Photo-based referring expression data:
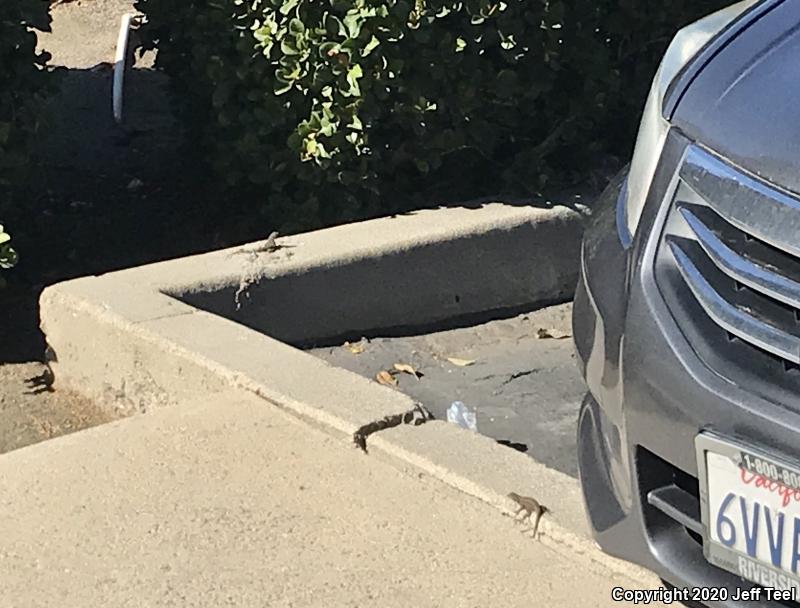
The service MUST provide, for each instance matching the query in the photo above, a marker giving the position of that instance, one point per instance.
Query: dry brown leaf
(385, 378)
(551, 334)
(461, 362)
(407, 369)
(356, 348)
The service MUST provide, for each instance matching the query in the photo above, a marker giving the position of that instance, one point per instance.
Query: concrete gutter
(192, 328)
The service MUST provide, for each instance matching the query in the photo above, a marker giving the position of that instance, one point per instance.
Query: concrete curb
(173, 332)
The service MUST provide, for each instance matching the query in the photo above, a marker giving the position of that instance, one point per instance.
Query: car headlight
(653, 128)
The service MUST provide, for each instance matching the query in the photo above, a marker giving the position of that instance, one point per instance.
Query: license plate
(750, 509)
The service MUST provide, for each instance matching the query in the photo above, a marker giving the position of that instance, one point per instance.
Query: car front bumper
(649, 397)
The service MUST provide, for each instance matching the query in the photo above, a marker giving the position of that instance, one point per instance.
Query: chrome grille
(728, 265)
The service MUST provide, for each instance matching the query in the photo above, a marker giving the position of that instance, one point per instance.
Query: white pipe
(119, 66)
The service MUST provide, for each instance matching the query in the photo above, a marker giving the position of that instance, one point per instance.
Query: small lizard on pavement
(268, 246)
(529, 507)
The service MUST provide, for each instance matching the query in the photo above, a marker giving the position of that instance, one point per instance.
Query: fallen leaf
(551, 334)
(356, 348)
(461, 362)
(408, 369)
(385, 378)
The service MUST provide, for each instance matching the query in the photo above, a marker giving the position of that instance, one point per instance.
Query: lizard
(529, 507)
(270, 245)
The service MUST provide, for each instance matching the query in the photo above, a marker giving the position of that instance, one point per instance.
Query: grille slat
(728, 266)
(740, 268)
(737, 321)
(754, 207)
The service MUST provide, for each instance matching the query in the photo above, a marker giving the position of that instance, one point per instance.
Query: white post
(119, 66)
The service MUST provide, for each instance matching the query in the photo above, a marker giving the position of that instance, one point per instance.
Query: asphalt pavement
(519, 375)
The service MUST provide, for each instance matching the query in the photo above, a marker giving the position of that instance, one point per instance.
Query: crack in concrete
(416, 416)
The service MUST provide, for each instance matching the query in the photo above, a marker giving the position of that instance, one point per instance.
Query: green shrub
(327, 110)
(8, 257)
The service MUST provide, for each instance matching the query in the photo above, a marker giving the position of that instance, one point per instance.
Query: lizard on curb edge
(530, 507)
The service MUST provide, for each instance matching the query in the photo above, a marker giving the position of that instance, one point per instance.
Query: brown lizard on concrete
(270, 245)
(529, 507)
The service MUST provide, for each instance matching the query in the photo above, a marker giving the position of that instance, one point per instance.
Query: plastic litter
(460, 414)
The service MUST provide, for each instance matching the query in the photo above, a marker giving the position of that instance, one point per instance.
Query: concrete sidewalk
(235, 503)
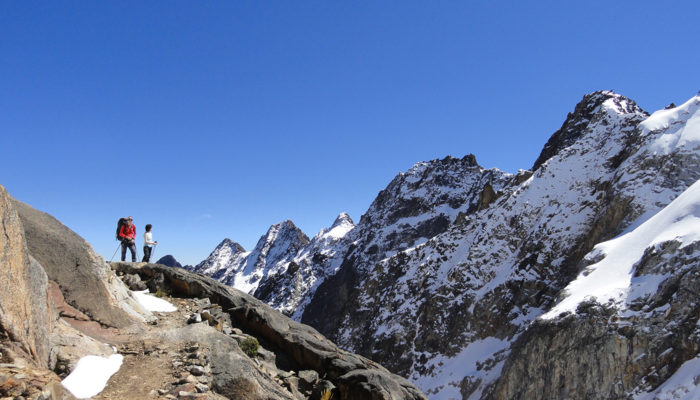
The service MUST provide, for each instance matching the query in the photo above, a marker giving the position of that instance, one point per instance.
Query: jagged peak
(602, 101)
(231, 244)
(468, 161)
(284, 229)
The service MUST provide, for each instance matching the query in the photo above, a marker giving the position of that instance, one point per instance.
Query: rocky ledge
(299, 362)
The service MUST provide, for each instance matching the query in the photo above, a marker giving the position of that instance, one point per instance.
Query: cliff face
(26, 315)
(447, 310)
(85, 279)
(448, 276)
(64, 302)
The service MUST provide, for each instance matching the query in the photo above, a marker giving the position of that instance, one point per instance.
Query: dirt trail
(158, 370)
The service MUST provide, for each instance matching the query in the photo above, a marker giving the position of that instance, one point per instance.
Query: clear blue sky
(217, 119)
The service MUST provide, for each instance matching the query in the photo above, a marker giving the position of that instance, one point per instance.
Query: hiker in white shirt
(148, 244)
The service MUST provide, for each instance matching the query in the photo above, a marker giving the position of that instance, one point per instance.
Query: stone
(234, 374)
(134, 282)
(96, 290)
(24, 308)
(194, 318)
(321, 387)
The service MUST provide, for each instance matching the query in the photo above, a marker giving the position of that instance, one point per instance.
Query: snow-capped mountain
(291, 286)
(446, 312)
(231, 264)
(476, 283)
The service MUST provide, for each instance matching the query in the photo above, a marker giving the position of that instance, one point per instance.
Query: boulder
(25, 313)
(85, 278)
(301, 345)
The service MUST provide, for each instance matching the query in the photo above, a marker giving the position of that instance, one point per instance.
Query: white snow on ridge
(611, 277)
(448, 372)
(152, 303)
(682, 125)
(91, 374)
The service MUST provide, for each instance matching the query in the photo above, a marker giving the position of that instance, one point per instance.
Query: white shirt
(148, 239)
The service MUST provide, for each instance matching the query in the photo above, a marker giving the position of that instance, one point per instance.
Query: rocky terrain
(62, 303)
(448, 276)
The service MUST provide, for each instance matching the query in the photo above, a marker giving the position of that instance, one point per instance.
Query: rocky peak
(342, 219)
(592, 107)
(283, 234)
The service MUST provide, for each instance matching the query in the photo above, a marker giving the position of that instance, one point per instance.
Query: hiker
(127, 234)
(148, 243)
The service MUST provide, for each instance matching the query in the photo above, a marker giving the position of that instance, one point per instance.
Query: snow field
(91, 374)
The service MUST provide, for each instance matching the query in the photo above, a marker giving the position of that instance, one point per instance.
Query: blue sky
(217, 119)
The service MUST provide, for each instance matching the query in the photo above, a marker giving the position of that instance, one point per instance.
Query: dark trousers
(132, 248)
(147, 254)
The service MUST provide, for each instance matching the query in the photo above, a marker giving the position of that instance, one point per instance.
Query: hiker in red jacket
(127, 234)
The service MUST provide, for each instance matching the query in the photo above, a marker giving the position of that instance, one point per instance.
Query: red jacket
(128, 232)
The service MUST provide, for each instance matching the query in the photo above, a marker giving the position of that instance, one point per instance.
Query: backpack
(122, 222)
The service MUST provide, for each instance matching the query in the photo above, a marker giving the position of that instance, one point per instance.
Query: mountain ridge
(451, 258)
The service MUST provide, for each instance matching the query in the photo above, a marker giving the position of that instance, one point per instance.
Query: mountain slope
(446, 311)
(230, 264)
(457, 276)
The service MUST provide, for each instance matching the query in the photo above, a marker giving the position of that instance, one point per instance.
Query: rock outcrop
(301, 346)
(26, 314)
(85, 278)
(444, 278)
(169, 260)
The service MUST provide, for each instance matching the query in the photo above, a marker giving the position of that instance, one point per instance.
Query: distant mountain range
(576, 278)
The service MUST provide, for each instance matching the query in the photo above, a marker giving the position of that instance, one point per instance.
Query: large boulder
(84, 277)
(304, 347)
(25, 314)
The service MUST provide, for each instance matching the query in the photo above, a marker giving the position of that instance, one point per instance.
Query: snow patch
(611, 277)
(91, 374)
(682, 126)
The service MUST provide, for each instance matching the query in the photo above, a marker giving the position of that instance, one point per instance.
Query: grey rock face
(72, 263)
(468, 292)
(169, 260)
(602, 353)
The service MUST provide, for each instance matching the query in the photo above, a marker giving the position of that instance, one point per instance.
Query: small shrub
(250, 346)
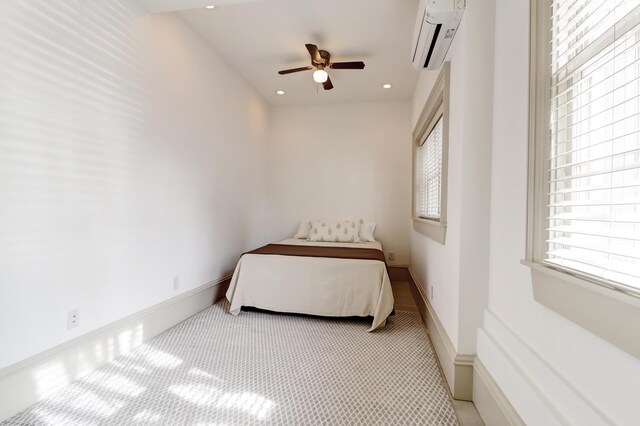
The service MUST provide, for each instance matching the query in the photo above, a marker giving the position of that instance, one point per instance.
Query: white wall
(120, 139)
(458, 270)
(553, 371)
(342, 161)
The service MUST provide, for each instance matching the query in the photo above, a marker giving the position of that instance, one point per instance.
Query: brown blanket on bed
(319, 251)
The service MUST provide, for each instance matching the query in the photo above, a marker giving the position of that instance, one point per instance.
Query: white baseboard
(490, 401)
(457, 368)
(28, 381)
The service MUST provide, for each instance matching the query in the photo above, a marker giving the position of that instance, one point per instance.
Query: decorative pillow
(366, 230)
(343, 231)
(303, 230)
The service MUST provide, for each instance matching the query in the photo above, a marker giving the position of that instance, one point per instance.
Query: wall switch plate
(73, 318)
(176, 283)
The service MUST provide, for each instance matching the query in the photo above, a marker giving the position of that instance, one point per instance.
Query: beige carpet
(265, 369)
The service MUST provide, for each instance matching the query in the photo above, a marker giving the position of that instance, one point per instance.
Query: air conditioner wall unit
(437, 25)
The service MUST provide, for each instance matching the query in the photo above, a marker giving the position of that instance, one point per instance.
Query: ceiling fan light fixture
(320, 75)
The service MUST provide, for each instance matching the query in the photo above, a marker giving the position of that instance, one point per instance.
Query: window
(430, 142)
(584, 157)
(429, 167)
(591, 155)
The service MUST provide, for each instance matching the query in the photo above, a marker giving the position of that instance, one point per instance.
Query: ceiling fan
(320, 60)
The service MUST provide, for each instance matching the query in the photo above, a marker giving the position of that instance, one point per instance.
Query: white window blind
(429, 159)
(593, 168)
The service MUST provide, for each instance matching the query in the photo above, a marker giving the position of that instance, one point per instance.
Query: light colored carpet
(261, 368)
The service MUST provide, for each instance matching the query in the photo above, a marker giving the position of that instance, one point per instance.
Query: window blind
(429, 158)
(593, 167)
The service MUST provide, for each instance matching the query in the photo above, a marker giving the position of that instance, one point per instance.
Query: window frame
(437, 104)
(591, 302)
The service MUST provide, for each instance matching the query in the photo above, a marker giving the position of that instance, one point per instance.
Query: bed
(324, 286)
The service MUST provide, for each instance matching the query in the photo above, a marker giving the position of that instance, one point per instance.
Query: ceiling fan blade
(314, 52)
(295, 70)
(347, 65)
(328, 85)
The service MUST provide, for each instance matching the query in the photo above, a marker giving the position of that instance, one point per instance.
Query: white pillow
(366, 230)
(303, 230)
(340, 231)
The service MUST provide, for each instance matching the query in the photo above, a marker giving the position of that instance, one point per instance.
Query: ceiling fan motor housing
(326, 57)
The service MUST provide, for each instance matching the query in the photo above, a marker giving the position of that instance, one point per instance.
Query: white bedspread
(313, 285)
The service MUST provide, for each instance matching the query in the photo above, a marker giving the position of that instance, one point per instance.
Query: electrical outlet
(73, 318)
(176, 283)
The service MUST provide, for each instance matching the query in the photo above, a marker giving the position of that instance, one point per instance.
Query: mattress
(313, 285)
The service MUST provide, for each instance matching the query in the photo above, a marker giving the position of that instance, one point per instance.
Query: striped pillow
(343, 231)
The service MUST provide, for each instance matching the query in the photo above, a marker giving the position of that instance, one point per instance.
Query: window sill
(434, 230)
(608, 313)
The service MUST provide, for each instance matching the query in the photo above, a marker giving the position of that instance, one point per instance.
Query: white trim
(437, 103)
(606, 308)
(604, 311)
(457, 368)
(22, 384)
(535, 388)
(492, 404)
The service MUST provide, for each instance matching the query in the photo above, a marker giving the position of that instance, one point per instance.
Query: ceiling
(261, 37)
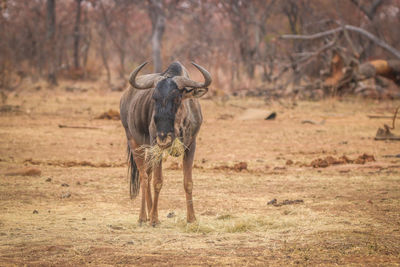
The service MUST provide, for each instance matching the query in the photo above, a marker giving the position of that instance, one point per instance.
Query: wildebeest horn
(186, 82)
(144, 81)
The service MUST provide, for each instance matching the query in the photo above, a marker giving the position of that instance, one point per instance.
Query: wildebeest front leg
(158, 180)
(139, 157)
(187, 180)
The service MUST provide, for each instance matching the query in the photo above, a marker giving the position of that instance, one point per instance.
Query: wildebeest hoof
(154, 223)
(191, 220)
(141, 221)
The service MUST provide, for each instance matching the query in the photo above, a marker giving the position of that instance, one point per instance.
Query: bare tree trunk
(157, 16)
(50, 38)
(104, 56)
(87, 40)
(77, 34)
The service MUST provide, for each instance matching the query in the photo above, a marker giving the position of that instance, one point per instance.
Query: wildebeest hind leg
(139, 157)
(149, 175)
(187, 180)
(157, 184)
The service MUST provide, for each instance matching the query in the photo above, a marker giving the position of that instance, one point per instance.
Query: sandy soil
(77, 210)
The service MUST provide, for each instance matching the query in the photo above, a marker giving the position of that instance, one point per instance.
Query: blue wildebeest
(156, 109)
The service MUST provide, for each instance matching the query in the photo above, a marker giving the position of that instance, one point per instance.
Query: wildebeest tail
(133, 175)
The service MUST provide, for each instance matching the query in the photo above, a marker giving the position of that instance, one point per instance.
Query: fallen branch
(385, 133)
(379, 117)
(367, 34)
(78, 127)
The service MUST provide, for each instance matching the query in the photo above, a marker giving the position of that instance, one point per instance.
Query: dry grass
(350, 214)
(154, 154)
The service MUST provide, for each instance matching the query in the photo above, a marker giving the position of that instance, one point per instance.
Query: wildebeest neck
(167, 99)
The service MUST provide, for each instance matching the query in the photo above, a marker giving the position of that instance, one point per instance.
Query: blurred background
(302, 48)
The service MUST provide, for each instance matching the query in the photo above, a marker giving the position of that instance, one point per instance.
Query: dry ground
(82, 215)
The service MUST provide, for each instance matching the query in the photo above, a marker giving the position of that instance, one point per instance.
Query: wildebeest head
(170, 89)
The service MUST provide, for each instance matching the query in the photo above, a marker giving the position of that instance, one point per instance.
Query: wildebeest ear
(196, 92)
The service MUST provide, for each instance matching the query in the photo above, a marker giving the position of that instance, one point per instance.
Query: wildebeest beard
(167, 99)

AIM OF THE TASK: Retype exactly the lines from the one containing "Query: wildebeest ear" through the end of the data. Add nothing.

ANSWER TO THIS EXERCISE:
Query: wildebeest ear
(196, 92)
The service MUST provide, for each instance matching the query in the photo above, a marker giving the position of that instance, one point per instance.
Query: wildebeest beard
(167, 99)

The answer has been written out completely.